ЗАДАНИЕ ->
Установите, согласуются ли с текстом для анализа утверждения: (а) актёры харьковского театра имели специальное образование; (б) театр кукол того времени тяготел к натурализму; (в) повествователь репетировал мало. На каждое утверждение ответьте «да» или «нет», приведя дословно решающие слова текста.

У актёров харьковского театра не было никакого специального образования, но был многолетний опыт работы и любовь ко мне, настойчивое желание обучить меня своему искусству.

Эстетический театр того времени (речь идёт о театре кукол) тяготел к натурализму, умению на сцене превратить куклу как бы в живого человека или животное. И в этом, может быть, и бессмысленном деле, они достигли исключительной виртуозности.

– Ну прямо как живые, – говорил всегда зритель, посмотрев тот или иной спектакль.

Мне страстно хотелось достичь их уровня, и я очень много репетировал, бесконечно повторял движения, учась походке, движению рук, ног, туловища, поворотам головы перчаточных, тростевых кукол.

ПЕРЕЧЕНЬ ЗАПИСЕЙ ->
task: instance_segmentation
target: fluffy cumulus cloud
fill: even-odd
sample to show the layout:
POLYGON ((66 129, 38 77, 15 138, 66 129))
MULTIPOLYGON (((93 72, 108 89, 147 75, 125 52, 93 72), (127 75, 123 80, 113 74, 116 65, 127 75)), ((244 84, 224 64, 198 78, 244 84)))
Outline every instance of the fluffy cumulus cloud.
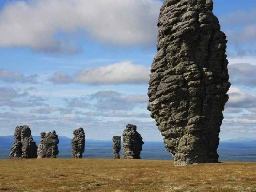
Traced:
POLYGON ((18 71, 12 71, 8 69, 0 69, 0 81, 12 83, 20 82, 36 84, 38 82, 37 75, 26 76, 18 71))
POLYGON ((73 76, 55 73, 49 80, 55 84, 73 82, 91 85, 148 84, 150 69, 129 62, 115 63, 94 68, 86 68, 73 76))
POLYGON ((250 63, 237 63, 228 65, 232 85, 255 87, 256 66, 250 63))
POLYGON ((0 46, 76 53, 80 48, 74 39, 59 34, 78 33, 116 44, 154 43, 162 3, 160 0, 16 1, 0 12, 0 46))

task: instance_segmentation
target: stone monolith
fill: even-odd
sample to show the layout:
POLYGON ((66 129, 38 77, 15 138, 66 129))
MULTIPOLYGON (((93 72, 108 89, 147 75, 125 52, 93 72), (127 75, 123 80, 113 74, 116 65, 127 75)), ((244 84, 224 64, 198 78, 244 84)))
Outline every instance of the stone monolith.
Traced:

РЕШЕНИЕ ->
(а) Нет: «У актёров харьковского театра не было никакого специального образования».
(б) Да: «тяготел к натурализму».
(в) Нет: «я очень много репетировал».